● **DOCUMENT EXCERPT**
>>
In Guzman, the Florida Supreme Court reviewed the decision of the Fourth District Court of Appeal in Guzman v. State, 110 So. 3d 480 (Fla. 4th DCA 2013), in which the Fourth District affirmed Guzman's sixty-year prison sentence but certified the following two questions of great public importance:

1. DOES GRAHAM V. FLORIDA, 560 U.S. 48, 130 S. CT. 2011, 176 L. ED. 2D 825 (2010), APPLY TO LENGTHY TERM-OF-YEARS SENTENCES THAT AMOUNT TO DE FACTO LIFE SENTENCES?

2. IF SO, AT WHAT POINT DOES A TERM-OF-YEARS SENTENCE BECOME A DE FACTO LIFE SENTENCE?

110 So. 3d at 483. Guzman committed multiple violent crimes when he was fourteen years old and, following a guilty plea to all charges, was sentenced to juvenile probation, to be followed by adult probation. Id. at 481. When he was eighteen years old, Guzman violated his probation by committing the criminal offense of kidnapping. Id. The trial court revoked his probation, and Guzman was eventually sentenced to serve sixty years in prison.2 Id. Guzman appealed, claiming that his sentence amounted to a de facto life sentence in violation of Graham, which prohibited a juvenile nonhomicide offender from receiving a sentence that precluded the offender from a “meaningful opportunity to obtain release based on demonstrated maturity and rehabilitation.” Id. at 481–83 & n.2 (quoting Graham, 560 U.S. at 75).
<<
● **EXERCISE MATERIALS**
>>
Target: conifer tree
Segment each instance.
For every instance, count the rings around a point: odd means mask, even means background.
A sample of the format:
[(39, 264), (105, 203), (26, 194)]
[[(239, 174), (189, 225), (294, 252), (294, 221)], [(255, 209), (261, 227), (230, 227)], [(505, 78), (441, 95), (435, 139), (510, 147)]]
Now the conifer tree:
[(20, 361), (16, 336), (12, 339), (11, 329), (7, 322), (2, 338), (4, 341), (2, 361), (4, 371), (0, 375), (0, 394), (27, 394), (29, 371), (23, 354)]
<<
>>
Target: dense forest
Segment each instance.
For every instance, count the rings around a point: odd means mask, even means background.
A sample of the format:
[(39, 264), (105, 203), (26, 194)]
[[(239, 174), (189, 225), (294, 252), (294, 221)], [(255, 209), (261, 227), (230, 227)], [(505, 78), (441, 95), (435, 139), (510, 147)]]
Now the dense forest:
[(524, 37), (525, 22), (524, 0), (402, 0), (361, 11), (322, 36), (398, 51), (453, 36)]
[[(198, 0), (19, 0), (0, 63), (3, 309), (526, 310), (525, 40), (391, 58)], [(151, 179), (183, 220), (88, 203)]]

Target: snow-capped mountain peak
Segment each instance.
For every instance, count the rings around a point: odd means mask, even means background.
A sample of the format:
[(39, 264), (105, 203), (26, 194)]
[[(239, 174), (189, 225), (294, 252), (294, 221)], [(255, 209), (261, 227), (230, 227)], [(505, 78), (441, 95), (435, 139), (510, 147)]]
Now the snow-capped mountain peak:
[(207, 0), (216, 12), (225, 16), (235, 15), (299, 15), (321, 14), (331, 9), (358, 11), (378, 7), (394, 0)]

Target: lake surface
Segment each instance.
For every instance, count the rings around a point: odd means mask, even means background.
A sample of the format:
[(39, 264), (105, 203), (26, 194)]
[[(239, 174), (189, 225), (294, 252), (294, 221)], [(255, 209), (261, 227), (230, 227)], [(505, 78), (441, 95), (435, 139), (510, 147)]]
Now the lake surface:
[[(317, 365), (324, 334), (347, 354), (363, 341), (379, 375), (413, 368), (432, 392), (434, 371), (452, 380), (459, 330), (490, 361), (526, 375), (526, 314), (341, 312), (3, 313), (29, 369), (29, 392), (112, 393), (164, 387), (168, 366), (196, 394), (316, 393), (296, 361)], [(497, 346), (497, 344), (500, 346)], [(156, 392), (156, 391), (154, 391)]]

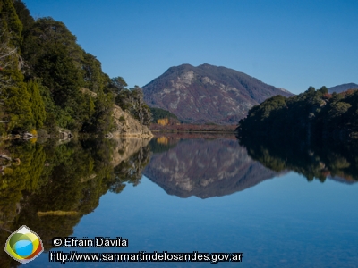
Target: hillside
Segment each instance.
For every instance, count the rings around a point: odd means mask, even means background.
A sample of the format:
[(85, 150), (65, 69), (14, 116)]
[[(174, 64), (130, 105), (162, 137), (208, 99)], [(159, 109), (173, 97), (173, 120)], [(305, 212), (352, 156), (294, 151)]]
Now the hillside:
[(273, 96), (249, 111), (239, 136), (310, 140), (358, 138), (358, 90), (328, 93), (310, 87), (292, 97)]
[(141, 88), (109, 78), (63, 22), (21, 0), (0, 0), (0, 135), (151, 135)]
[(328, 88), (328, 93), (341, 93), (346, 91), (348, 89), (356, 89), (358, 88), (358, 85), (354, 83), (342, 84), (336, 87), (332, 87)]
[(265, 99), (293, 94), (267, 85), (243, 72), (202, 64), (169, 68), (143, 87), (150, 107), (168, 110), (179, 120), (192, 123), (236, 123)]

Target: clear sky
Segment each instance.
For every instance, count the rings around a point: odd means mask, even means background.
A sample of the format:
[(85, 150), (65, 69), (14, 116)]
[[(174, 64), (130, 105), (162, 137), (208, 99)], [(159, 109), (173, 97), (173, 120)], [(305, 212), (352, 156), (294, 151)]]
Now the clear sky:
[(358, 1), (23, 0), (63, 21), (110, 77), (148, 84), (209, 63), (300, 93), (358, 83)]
<<
>>
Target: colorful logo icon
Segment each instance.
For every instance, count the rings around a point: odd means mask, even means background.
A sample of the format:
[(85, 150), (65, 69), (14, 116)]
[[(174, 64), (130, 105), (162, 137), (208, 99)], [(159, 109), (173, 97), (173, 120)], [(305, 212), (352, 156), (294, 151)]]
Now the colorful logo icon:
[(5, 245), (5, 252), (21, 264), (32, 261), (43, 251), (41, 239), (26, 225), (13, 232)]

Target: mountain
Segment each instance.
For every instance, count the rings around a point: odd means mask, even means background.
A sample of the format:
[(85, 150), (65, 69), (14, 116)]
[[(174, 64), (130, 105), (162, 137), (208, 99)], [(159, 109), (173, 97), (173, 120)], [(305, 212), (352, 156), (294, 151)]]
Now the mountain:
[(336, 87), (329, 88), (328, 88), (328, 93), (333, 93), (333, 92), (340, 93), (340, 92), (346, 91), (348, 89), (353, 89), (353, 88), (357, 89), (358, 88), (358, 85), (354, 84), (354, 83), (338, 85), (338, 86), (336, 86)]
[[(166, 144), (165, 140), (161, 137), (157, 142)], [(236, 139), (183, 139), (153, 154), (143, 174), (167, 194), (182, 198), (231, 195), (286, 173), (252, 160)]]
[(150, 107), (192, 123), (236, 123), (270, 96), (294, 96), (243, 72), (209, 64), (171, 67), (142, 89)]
<<
● **GIVEN INSTRUCTION 1**
Answer these from the Guzman excerpt:
(a) Which court's decision did the Florida Supreme Court review?
(b) How old was Guzman when he committed multiple violent crimes?
(c) What offense did Guzman commit at eighteen that violated his probation?
● **GIVEN INSTRUCTION 2**
Please render the lines of the entries from the line with "Target: conifer tree" to the line with "371), (23, 354)]" as a Markdown table with columns No. and Line, one row per line and blank lines omitted.

● **EXERCISE OUTPUT 1**
(a) The Fourth District Court of Appeal.
(b) Fourteen.
(c) Kidnapping.

● **EXERCISE OUTPUT 2**
| No. | Line |
|---|---|
| 1 | Target: conifer tree |
| 2 | Segment each instance. |
| 3 | For every instance, count the rings around a point: odd means mask, even means background. |
| 4 | A sample of the format: |
| 5 | [(39, 264), (105, 203), (26, 194)] |
| 6 | [[(239, 174), (189, 225), (294, 252), (294, 221)], [(255, 209), (261, 227), (230, 227)], [(505, 78), (441, 95), (435, 139), (510, 147)]] |
| 7 | Now the conifer tree: |
| 8 | [(20, 361), (16, 336), (12, 339), (11, 329), (7, 322), (2, 338), (4, 341), (2, 361), (4, 371), (0, 375), (0, 394), (27, 394), (29, 371), (23, 354)] |